### [Aim of the task]
The reply should contain every entry exactly as given, with no pictures in it.

### [Records for the exercise]
================
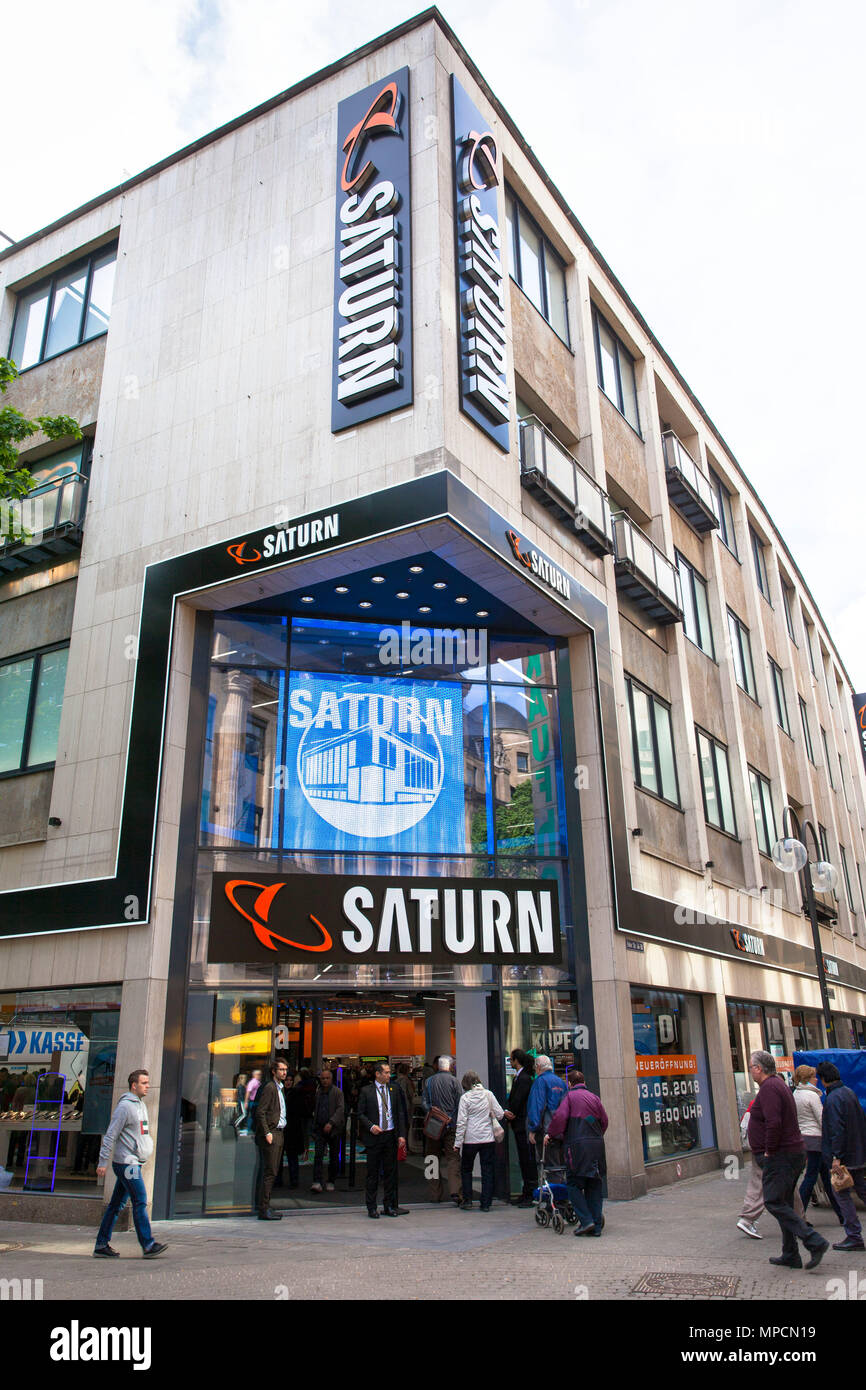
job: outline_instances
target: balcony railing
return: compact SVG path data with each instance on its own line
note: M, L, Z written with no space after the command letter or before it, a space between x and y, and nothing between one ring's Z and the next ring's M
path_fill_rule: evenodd
M662 444L668 496L695 531L712 531L719 524L719 507L712 483L673 430L665 430Z
M0 573L81 549L87 478L65 473L15 502L0 502Z
M610 503L577 459L535 415L518 421L520 481L545 507L570 522L596 555L613 550Z
M680 576L626 512L613 515L616 587L660 623L682 621Z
================
### [Exercise answer]
job: outline_instances
target: balcony railing
return: compact SVG path data with each instance on its own line
note: M, L, Z written with no space after the command letter or before it, a space between x and y, and nothing between one ring's Z and the next ring's M
path_fill_rule: evenodd
M662 444L668 496L695 531L712 531L719 524L719 507L712 483L673 430L665 430Z
M0 573L81 549L87 478L65 473L15 502L0 502Z
M610 503L577 459L535 415L518 421L520 481L545 507L570 522L596 555L613 550Z
M680 576L626 512L613 515L616 587L660 623L682 621Z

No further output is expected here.